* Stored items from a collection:

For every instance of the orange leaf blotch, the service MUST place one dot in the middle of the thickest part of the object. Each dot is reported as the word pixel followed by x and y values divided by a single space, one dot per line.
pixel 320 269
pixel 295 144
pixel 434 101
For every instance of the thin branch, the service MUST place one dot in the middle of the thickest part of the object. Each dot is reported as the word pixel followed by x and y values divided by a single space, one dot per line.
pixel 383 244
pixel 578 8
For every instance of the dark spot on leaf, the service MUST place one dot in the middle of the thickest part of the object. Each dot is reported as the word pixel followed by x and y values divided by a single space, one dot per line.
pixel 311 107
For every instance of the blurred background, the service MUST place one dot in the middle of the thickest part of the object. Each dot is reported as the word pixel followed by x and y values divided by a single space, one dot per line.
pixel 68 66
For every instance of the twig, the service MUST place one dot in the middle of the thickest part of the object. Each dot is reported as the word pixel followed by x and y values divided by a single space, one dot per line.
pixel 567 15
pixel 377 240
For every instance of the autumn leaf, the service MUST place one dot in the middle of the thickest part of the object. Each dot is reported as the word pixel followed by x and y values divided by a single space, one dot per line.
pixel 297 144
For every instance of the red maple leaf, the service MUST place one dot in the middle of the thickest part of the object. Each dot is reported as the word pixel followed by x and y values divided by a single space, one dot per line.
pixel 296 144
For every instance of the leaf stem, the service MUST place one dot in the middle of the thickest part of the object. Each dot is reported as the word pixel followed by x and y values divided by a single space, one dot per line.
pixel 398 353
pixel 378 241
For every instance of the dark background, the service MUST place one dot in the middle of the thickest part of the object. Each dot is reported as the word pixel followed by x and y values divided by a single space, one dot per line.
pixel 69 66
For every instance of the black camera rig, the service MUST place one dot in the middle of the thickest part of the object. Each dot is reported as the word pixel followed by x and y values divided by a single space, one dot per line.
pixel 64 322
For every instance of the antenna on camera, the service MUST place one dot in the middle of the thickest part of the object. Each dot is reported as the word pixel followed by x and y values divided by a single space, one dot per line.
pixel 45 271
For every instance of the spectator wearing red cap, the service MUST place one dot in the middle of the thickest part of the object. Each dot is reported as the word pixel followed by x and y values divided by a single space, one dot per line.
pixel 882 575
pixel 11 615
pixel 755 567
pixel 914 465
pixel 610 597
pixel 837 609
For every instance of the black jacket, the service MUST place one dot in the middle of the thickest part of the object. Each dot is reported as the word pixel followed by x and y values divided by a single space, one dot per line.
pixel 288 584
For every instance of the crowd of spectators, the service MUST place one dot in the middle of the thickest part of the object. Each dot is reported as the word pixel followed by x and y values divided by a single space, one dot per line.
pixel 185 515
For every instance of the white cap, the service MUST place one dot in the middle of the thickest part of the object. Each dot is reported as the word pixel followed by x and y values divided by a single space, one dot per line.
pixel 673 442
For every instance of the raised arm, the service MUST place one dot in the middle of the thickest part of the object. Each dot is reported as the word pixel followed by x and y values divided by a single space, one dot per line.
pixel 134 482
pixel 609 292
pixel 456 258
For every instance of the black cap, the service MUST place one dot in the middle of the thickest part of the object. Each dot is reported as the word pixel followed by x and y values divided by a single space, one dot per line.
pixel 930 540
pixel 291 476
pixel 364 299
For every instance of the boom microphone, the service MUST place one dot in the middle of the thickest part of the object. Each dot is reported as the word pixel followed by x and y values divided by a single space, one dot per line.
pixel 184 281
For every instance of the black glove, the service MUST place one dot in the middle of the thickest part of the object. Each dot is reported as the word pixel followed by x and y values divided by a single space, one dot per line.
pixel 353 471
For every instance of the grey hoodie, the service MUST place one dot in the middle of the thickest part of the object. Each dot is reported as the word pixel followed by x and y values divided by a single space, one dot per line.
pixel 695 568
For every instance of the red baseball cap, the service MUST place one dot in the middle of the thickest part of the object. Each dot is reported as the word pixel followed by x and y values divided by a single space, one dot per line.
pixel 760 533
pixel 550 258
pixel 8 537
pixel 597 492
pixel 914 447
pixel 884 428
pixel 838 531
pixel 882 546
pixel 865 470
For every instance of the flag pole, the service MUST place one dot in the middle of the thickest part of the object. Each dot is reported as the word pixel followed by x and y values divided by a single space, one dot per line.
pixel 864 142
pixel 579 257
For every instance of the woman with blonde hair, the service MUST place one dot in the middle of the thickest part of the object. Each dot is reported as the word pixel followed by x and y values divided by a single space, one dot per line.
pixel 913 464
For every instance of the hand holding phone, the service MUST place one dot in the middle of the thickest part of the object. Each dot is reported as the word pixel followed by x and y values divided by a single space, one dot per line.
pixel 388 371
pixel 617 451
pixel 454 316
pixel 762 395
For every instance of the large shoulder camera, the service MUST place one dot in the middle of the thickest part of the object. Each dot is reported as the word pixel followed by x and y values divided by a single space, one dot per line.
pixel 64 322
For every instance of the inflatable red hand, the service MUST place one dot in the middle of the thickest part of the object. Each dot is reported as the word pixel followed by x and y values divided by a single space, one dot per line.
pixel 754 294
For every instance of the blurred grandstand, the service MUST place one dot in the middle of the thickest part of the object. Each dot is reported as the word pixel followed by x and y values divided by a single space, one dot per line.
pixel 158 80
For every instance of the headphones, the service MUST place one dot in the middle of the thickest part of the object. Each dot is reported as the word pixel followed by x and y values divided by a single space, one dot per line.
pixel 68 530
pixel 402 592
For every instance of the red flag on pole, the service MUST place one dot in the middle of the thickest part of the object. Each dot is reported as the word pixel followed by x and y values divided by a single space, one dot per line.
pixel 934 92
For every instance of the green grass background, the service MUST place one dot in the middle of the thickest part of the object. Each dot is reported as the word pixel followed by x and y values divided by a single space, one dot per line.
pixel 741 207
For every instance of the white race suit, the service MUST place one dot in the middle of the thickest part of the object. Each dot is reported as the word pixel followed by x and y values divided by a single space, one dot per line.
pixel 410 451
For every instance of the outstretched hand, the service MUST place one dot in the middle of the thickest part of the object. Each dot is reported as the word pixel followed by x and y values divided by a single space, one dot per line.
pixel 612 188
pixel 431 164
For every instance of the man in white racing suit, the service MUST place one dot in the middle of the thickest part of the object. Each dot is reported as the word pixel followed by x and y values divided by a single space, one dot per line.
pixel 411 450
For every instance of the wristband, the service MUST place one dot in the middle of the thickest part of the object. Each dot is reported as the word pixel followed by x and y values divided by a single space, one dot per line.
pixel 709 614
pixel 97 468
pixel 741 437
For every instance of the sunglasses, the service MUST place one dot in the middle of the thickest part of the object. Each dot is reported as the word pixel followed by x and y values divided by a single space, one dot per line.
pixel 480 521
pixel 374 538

* EXERCISE DESCRIPTION: Would you output every entry exactly as it was written?

* ANSWER SECTION:
For every instance of the orange leaf blotch, the service MUST place one dot in the middle of the thickest part of the object. Each dot is reported as the word pixel followed by x and y values divided by a single space, one dot per line.
pixel 320 269
pixel 295 144
pixel 434 101
For every instance of the thin branch, the service MUST place one dot in the middle of the thickest part of the object. Each dot is reported as the word pixel followed by x and y values divided by a single space, one dot per line.
pixel 383 244
pixel 578 8
For every instance of the dark spot on leaf, the service MUST place one dot in the middle of the thickest part of the object. Each dot is reported as the word pixel followed by x and y values divided by a single space, one dot per line.
pixel 311 107
For every instance of the blurred background, the service MUST place one dot in the middle of the thickest part of the object. Each dot is reported as the word pixel followed by x and y values divided by a single space, one dot per line.
pixel 68 66
For every instance of the twig, the service MUST place one dot in the middle of the thickest part of the object. Each dot is reported as the word pixel followed by x and y values divided by a single space, one dot per line.
pixel 567 15
pixel 377 240
For every instance of the autumn leaf, the service MUST place one dot in the middle of the thickest part of the object. Each dot is reported as the word pixel followed by x and y values divided by a single space, one dot per line.
pixel 297 144
For every instance of the red maple leaf, the service MUST place one dot in the middle of the thickest part of the object. Each dot is reported as the word pixel followed by x and y values divided by a single space, one dot per line.
pixel 296 144
For every instance of the leaf stem, the service MUST place one dot in the middle of the thickest part of the object. Each dot is reported as the word pixel followed by x and y values divided by a single space, one dot per line.
pixel 398 353
pixel 378 241
For every instance of the dark background, the service MUST place one dot in the middle of the thickest part of the object. Each dot is reported as the word pixel followed by x and y values divided by a single space, one dot per line.
pixel 69 66
For every instance of the black camera rig, the service MUST place one dot in the middle of the thickest part of the object. Each dot is reported as the word pixel followed by x and y values divided by a single space, one dot per line.
pixel 64 322
For every instance of the antenna on camera, the service MUST place one dot in the middle of the thickest part of the object. Each dot is reported as the word pixel followed by x and y values divided by a single space, one dot per line.
pixel 45 271
For every instance of the spectator wearing red cap, the service MUST place one dot in the middle of the thickest part of the object. Each dot is reported as the word pixel followed by x and y values divided by a single space, one dot per line.
pixel 882 575
pixel 11 615
pixel 755 567
pixel 914 465
pixel 610 597
pixel 837 609
For every instance of the black jacket, the service MUST place one dot in the middle of the thickest part of the object. Each dot is reported as the word pixel followed by x and y values divided by a single space, one dot per line.
pixel 288 584
For every instance of the crowd of spectators, the service MUST place one dot in the middle of the thickest part of the object. Each dot is reported as the word pixel followed by x and y values divided by a single space, one dot per line.
pixel 185 515
For every instance of the white cap, the service MUST place one dot in the middle of the thickest part of the object. Each dot is reported as the word pixel followed by x and y values divided by a single space, one dot per line.
pixel 673 442
For every instance of the raised arm, the service MUST place one dot in the middle of the thickest part of the object. Each dot is reported as the word pixel followed by x and y values divided by a single space, one dot per line.
pixel 134 482
pixel 609 292
pixel 456 258
For every instance of the black cap, the service MUST place one dot in the middle of the thickest part of the object. Each dot is reported as the word pixel followed by x and y values divided by a single space, one dot per line.
pixel 930 540
pixel 291 476
pixel 364 299
For every instance of the boom microphone, the service MUST place one dot in the middle of the thickest part of the object. Each dot is reported as the word pixel followed by x and y values divided by a single space, one dot per line.
pixel 184 281
For every instance of the black glove, the service MUST place one dot in the middle of the thickest part of the object. Each dot is reported as the word pixel followed by x and y values divided by a single space, one dot per line.
pixel 353 471
For every instance of the grey hoodie, the service MUST place one dot in the middle of the thickest part of the object. Each dot is reported as the word pixel followed by x and y values divided by a single space, one dot per line.
pixel 695 568
For every instance of the red baseball cap, the service MUST place one dot in the middle of the thickest part of the object. Each dot is reported as the word pixel followed by x and y values divided by a single space, one dot per line.
pixel 760 533
pixel 550 258
pixel 8 537
pixel 597 492
pixel 914 447
pixel 884 428
pixel 838 531
pixel 882 546
pixel 865 470
For every instance of the flag pole, the service MUST place one dot in the middle of the thickest part of the object. Each dot is reported as the word pixel followed by x and y values divided by a single space, one dot per line.
pixel 864 142
pixel 579 257
For every instance of the woman with blonde hair, the service MUST place one dot in the middle of the thickest part of the object. Each dot is reported as the word pixel followed by x and y values divided by a single space, one dot per line.
pixel 913 464
For every instance of the hand holding phone, the service MUST place one dot in the middle of the thickest part of the object. Each dot is reported as the word pixel followed by x and y values divided by a single space, one dot per line.
pixel 388 371
pixel 617 451
pixel 454 316
pixel 762 395
For every instance of the large shoulder camera, the service MUST place one dot in the middle of the thickest part of the object. Each dot is reported as the word pixel followed by x and y values divided by a single space, one dot per line.
pixel 64 322
For every instance of the inflatable red hand, the service MUST place one dot in the middle of the thickest part of the object. Each dot is reported as the word pixel followed by x and y values divided by a single space, one dot per line.
pixel 754 294
For every instance of the blurred grandstand, the service MUST place one dot in the middle of the thickest part of the object. Each dot is reported as the word pixel followed by x and y values divided by a single space, one dot per line.
pixel 158 80
For every instance of the headphones, the service MUST place one dot in the middle of the thickest part of the object. Each dot is reported as the word pixel followed by x and y values divided by a single space, one dot per line.
pixel 68 530
pixel 402 592
For every instance of the red flag on pole, the service MUST place one dot in the middle of the thickest part of the object. Each dot is reported as the word pixel followed by x and y values divided by a single space, one dot per line.
pixel 934 92
For every instance of the green grass background, the service MUST place one dot in the middle of the thickest part of the object. Each dot is reported as the word pixel followed by x and y values divided by a single space, one dot per line.
pixel 741 207
For every instance of the white race suit, the service MUST place one dot in the middle of the thickest part of the object. Each dot is reported as the word pixel followed by x and y values divided by a single space, one dot per line.
pixel 410 451
For every instance of the outstretched hand, the service MUST place one dot in the middle of the thickest part of the object. Each dot is reported as the word pixel followed by x and y values divided by a single space, one dot per line.
pixel 612 188
pixel 431 164
For every instance of the man in white racing suit, the service MUST place one dot in the middle of the thickest part of the object. Each dot is reported as the word pixel followed by x and y values divided by a single space, one dot per line.
pixel 411 450
For every instance of the wristband, the service MUST place one dot in the middle of the thickest part of the object. Each dot is reported as the word pixel followed by x and y values divided by a single space, one dot per line.
pixel 709 614
pixel 97 468
pixel 741 437
For every instance of the sunglasses, the service MUST place one dot in the middle of the thickest part of the object. Each dot is reported as the word pixel followed by x and y values divided by a single space, one dot per line.
pixel 480 521
pixel 374 538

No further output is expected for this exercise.